[Data entries]
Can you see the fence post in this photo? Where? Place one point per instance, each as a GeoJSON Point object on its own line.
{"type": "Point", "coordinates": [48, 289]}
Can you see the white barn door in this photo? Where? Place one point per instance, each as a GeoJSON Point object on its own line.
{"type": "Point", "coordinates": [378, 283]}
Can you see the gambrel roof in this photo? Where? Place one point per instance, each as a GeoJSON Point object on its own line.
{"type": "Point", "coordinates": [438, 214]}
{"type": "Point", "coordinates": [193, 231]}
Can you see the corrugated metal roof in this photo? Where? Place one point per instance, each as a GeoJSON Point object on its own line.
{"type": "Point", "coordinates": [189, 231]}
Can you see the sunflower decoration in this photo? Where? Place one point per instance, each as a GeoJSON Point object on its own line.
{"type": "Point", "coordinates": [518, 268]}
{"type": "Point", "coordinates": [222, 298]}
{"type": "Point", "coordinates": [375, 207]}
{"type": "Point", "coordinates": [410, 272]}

# [ACTIVITY]
Retype the records above exactly.

# [SOLUTION TO THE PROBLEM]
Can you see the fence post in this photo? Where? Place one point per instance, each as a GeoJSON Point object on its own line.
{"type": "Point", "coordinates": [48, 289]}
Can you see the white barn door in this photo? Where? Place one point per instance, each as a GeoJSON Point object on its own line.
{"type": "Point", "coordinates": [378, 283]}
Can you see the gambrel roof in this photo? Where? Place one point per instance, each as a GeoJSON Point object on its own line.
{"type": "Point", "coordinates": [438, 214]}
{"type": "Point", "coordinates": [193, 231]}
Can you see the corrugated metal roof in this photo? Where? Place one point per instance, each as a GeoJSON Point object on its own line.
{"type": "Point", "coordinates": [189, 231]}
Can you see the sunflower decoration in this photo? Where? Place one point per instance, each as a GeoJSON Point object on its own line.
{"type": "Point", "coordinates": [518, 268]}
{"type": "Point", "coordinates": [222, 298]}
{"type": "Point", "coordinates": [375, 207]}
{"type": "Point", "coordinates": [410, 272]}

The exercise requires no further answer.